--- START ---

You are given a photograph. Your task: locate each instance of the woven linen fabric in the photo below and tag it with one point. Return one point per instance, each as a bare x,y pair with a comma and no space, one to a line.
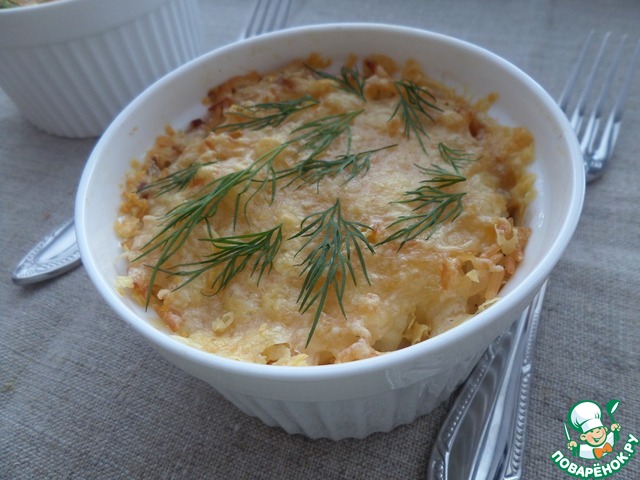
82,396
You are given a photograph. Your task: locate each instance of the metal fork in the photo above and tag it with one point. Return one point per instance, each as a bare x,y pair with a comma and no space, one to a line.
483,435
58,252
267,16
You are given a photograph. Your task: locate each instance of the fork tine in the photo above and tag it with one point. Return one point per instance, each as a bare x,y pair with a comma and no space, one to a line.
596,156
589,135
267,16
578,113
563,101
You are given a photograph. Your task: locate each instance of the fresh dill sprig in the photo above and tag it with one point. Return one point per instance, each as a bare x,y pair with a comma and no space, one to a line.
233,254
456,158
350,80
316,136
414,103
266,114
314,170
180,222
443,206
178,180
329,263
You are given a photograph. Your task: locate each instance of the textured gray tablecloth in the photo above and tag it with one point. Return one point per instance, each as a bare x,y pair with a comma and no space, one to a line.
82,396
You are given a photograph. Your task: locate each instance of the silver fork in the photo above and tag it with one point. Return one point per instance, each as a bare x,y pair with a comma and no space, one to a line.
58,252
483,435
267,16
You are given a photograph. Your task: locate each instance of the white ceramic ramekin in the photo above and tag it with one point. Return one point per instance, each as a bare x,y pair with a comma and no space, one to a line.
377,394
72,65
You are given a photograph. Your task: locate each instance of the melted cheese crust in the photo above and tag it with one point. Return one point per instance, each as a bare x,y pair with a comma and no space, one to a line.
416,292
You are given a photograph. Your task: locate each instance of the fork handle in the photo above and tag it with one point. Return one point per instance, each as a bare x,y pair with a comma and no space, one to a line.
483,435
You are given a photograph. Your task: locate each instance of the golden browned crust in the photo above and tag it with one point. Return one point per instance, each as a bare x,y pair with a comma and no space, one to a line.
420,290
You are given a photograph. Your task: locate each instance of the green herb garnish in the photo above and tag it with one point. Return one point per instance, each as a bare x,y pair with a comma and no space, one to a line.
440,205
350,80
317,135
233,253
328,264
270,114
314,170
412,107
179,180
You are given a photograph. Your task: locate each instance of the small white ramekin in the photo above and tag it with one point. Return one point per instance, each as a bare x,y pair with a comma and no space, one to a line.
376,394
72,65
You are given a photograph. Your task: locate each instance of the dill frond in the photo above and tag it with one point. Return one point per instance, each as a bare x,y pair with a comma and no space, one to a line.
327,266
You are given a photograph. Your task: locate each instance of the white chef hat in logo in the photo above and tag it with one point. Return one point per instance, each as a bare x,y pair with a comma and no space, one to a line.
586,416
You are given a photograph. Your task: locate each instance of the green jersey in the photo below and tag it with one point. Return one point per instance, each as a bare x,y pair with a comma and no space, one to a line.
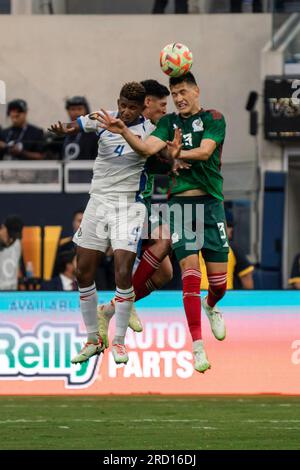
155,165
203,174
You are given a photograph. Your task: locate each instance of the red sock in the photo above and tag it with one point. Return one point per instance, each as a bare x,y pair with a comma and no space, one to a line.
147,267
217,284
191,279
145,290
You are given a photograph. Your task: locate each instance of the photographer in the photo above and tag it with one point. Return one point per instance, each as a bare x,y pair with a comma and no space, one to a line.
20,141
81,146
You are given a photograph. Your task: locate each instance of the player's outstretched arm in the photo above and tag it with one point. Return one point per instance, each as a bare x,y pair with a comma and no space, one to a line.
146,148
62,129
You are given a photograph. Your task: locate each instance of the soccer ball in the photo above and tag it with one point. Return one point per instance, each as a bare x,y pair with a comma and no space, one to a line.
176,59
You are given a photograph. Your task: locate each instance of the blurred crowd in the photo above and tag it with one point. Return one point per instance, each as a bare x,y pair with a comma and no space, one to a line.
24,141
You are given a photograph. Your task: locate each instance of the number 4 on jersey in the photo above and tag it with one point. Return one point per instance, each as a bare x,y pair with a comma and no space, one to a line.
119,150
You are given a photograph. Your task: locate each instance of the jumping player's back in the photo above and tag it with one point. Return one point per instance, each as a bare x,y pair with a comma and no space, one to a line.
117,168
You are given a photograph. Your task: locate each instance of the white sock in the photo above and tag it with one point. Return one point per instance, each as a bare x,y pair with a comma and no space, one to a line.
88,307
123,305
110,309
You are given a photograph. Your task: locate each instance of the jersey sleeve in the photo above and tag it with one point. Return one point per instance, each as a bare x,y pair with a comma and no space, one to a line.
88,125
295,274
162,130
215,129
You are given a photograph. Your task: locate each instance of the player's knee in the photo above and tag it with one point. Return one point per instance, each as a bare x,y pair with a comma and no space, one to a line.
123,277
83,276
168,274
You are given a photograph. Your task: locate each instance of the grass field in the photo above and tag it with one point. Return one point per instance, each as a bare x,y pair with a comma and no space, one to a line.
151,422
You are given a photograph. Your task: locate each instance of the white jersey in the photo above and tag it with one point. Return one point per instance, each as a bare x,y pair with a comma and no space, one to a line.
118,168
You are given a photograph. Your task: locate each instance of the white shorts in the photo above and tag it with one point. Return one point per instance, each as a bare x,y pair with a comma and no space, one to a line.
111,220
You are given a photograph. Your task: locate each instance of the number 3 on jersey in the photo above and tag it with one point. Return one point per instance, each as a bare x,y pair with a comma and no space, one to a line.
119,150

--- END ---

INSTRUCTIONS TO FOLLOW
From the line holding "the white sock" down to the final line above, quote every line exactly and only those lines.

RESULT BELOW
You are given a photograph. Your task: locate each instance of the white sock in the photo above and tag it with one point. Return one point per instance, each as a bare x,y pair with a comma and no space, one to a line.
88,307
123,305
110,309
You are given a photograph. Your task: locate each instance of the jersey sleeve in the photo above and tag it with one point. Return one point per instance, each as a bare x,y pair with a comma and no space, one to a line.
88,125
295,274
162,130
215,129
You are given a photograph. Your task: locate each instance of the player's knee in the photo above and tag it with one point. Return one point per instance, each as a bare x,y pair with a comma and no space, one to a line.
123,277
83,276
168,274
You are given a photograph. Your task: locate each instance of the grass field in the photo above and tag it with one point. Return one point per instance, each as a bare x,y pair with a comma and no space, one to a line.
151,422
You are given a photograph. Your task: locate each instance of the white jersey in the photo above and tag it with one point. Return one point per instance, each as a bare x,y pair with a comma and no space, one to a line.
118,168
You are given a photograph. Your task: locate each instance of the white shorts in the photo above and tag it with one point. Return one point per instance, each as a bare x,y pair with a comma and no space, one to a line.
111,220
You are given a photograph. Your task: locate each instance of the number 3 on jersey in the photo above and tag it with one point. Return one point per instance, each as a bare x,y pair with a comma and no space, one to a line.
119,150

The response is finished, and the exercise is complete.